:: Brief 1 ::
Translate this sentence from the camo thread into Spanish: "I don't like the mask getting in the way on shots and blocking vision."
:: Brief 2 ::
Echo the stretch of the camo thread from "## swantucky (Dec" through "up when needed." without changing a word.
:: Brief 3 ::
In the camo thread, what does bkr43050 say is mostly the reason for using face paint?

:: Passage given ::
========================================================================
# Camo



## ARGEE (Apr 5, 2004)

Ever Wonder Why Guys Dress Up In Camo Their Whole Body,then Your White Face Sticks Out Like A Sore Thumb?im Guilty Of This To.
Now Im Going To Start Wearing A Camo Net..lots Easier To Use A Net Then Taking Make Up Off All The Time...bow Hunters Of Course..


----------



## bkr43050 (Apr 5, 2004)

I used to use the net mask but the last few years I have been using the camo makeup. I don't like the mask getting in the way on shots and blocking vision. Also, when it covers the face and you breathe in it you are implanting your odors. But mostly for me it is a comfort thing as to why I use the face paint.


----------



## swantucky (Dec 21, 2004)

I use face paint for comfort and vison also. Bowhunting I ALWAYS cover my face. Even durning January bowhunts I seldom wear anything over my face.


----------



## Header (Apr 14, 2004)

I've wonder about the full layered thing everytime I see camo underwear and the body armor. Why spend the money of camo base layers when they're all covered. Next will be camo socks, oh o, I better go get a pair. I can see shirts in the warmer times when the temps warm up from the morning hunt you might want to shed some outter layers. I do wear one of the light weight face nets, but it was years cause I did not want to impare the earing. I believe it is for warm weather turkey hunting. Your right about the breathing into it, it starts to get a little wet on the face side. I try to leave it down over my nose and bring it up when needed.


----------



## freyedknot (Apr 10, 2004)

you don,t really need it unless you could be called CARROTTOP? LOL


----------



## crankus_maximus (Apr 14, 2004)

I guess I am a geek then. I have camo socks. For certain turkey hutning situations, if a small spot of white were to show - that could bust you. I also have dark green smart socks (gortex) that are the best pair of socks I have ever worn in cold weather. My feet never get cold.

Now the women's camo undies....that's like cheating. How are we supposed to find them in bed?


----------



## ARGEE (Apr 5, 2004)

Ever Notice After Those Guys Kill A Deer They Still Whisper To Each Other?.lol.....


----------



## DarbyMan (Dec 11, 2005)

I like the guys on TV that wear camo (head to toe) then sit in a box blind with a saw kerf for a window. I guess they won't be seen on their way to the blind.


----------



## ChachiSnips (May 4, 2005)

the wispering isn't a bad idea. even though they got their deer you still want to be as unintrusive as possible so that other deer in the area will have less of an idea you were there. in everything you do in the woods, the less intrusive you can be, the less nervous deer will be in the area.


----------



## reel (Dec 15, 2004)
========================================================================
:: Raw data ::
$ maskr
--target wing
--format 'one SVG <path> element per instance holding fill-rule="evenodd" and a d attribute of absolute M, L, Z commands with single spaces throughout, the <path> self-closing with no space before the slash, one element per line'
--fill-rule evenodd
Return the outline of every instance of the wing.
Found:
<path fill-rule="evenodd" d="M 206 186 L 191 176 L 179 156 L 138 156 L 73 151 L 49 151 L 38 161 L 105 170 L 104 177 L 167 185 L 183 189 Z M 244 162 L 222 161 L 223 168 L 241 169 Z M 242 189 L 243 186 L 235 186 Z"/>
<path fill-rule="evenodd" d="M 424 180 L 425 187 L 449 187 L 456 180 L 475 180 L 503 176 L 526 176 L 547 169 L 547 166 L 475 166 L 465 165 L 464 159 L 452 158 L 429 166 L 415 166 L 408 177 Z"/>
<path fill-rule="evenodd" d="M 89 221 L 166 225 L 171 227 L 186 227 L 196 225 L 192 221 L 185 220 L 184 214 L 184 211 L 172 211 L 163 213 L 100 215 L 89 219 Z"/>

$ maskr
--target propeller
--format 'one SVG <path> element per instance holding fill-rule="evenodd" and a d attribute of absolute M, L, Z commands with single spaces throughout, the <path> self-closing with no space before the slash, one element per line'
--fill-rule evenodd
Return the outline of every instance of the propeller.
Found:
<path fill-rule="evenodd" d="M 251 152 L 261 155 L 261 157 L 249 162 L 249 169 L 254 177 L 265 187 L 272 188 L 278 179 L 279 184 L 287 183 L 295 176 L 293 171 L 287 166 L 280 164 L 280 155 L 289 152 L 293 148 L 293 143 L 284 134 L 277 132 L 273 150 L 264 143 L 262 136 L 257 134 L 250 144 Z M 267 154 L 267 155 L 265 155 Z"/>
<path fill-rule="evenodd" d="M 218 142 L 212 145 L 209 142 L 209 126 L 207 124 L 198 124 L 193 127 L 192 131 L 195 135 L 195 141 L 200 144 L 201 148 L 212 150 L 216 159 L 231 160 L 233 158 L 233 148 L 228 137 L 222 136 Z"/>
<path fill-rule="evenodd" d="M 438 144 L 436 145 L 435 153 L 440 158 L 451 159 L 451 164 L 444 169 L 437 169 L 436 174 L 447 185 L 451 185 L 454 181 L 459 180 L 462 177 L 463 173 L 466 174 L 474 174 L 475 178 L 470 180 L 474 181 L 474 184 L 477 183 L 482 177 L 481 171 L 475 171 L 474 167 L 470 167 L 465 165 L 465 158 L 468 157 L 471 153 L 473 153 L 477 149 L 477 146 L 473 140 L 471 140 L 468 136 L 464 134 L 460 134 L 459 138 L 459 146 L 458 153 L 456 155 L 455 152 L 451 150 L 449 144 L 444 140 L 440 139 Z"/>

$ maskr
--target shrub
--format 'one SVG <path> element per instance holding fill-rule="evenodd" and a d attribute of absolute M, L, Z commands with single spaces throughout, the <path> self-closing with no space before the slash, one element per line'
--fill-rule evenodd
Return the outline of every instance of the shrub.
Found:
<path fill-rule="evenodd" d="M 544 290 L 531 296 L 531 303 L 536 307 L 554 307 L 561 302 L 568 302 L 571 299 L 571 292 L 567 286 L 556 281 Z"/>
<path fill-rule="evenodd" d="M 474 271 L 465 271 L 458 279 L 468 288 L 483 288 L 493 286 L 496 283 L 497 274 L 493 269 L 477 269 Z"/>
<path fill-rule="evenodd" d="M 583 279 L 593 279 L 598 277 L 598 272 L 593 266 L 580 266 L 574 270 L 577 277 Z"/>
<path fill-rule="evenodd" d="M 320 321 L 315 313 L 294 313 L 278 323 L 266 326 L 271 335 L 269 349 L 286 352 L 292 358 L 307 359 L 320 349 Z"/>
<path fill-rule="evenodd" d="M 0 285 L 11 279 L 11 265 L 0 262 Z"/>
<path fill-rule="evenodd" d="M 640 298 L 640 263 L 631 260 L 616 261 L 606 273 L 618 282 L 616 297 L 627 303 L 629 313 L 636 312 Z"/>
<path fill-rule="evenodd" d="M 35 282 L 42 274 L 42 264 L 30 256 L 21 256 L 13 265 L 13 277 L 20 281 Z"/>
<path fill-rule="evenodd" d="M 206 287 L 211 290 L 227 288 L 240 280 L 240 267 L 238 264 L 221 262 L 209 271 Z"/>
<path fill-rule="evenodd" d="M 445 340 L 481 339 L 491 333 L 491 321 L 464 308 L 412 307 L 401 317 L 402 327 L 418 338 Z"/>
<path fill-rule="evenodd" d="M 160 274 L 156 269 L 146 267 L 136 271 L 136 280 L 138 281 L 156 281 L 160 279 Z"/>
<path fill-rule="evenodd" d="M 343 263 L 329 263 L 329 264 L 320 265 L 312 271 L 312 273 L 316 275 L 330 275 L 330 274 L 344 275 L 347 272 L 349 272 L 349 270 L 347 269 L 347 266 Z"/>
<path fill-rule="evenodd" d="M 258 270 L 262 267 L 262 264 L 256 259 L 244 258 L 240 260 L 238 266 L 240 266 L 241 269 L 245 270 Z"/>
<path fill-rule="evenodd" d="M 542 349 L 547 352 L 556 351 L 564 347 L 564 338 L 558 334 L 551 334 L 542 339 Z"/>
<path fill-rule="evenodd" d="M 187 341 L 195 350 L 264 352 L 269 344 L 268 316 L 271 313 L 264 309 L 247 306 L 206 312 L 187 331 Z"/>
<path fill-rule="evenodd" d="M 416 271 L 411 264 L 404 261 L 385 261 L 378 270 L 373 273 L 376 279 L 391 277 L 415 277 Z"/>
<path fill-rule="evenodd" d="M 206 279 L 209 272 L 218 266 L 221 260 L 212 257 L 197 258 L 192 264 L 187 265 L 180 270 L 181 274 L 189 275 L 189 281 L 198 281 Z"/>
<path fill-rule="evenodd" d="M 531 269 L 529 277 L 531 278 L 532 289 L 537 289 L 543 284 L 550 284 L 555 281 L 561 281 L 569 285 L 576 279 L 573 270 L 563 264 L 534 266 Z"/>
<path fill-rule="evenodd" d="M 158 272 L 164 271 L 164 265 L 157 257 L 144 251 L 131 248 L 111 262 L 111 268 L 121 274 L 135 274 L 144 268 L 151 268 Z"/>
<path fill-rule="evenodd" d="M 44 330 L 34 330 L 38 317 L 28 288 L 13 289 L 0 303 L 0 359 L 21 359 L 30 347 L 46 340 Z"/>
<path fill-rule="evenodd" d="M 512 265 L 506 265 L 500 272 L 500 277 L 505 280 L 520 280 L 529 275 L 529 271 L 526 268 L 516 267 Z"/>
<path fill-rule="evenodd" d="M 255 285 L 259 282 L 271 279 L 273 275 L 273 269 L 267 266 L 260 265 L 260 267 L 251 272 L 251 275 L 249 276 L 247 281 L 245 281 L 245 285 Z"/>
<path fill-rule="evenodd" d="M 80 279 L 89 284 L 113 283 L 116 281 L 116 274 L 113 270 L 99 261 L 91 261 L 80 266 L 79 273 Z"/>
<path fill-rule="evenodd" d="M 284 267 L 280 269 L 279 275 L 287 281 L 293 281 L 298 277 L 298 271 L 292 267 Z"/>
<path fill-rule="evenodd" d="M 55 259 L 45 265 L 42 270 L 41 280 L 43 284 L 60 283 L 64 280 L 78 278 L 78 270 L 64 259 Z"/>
========================================================================
:: Problem solution 1 ::
No me gusta que la máscara estorbe al disparar y bloquee la visión.

:: Problem solution 2 ::
## swantucky (Dec 21, 2004)

I use face paint for comfort and vison also. Bowhunting I ALWAYS cover my face. Even durning January bowhunts I seldom wear anything over my face.


----------



## Header (Apr 14, 2004)

I've wonder about the full layered thing everytime I see camo underwear and the body armor. Why spend the money of camo base layers when they're all covered. Next will be camo socks, oh o, I better go get a pair. I can see shirts in the warmer times when the temps warm up from the morning hunt you might want to shed some outter layers. I do wear one of the light weight face nets, but it was years cause I did not want to impare the earing. I believe it is for warm weather turkey hunting. Your right about the breathing into it, it starts to get a little wet on the face side. I try to leave it down over my nose and bring it up when needed.

:: Problem solution 3 ::
Comfort.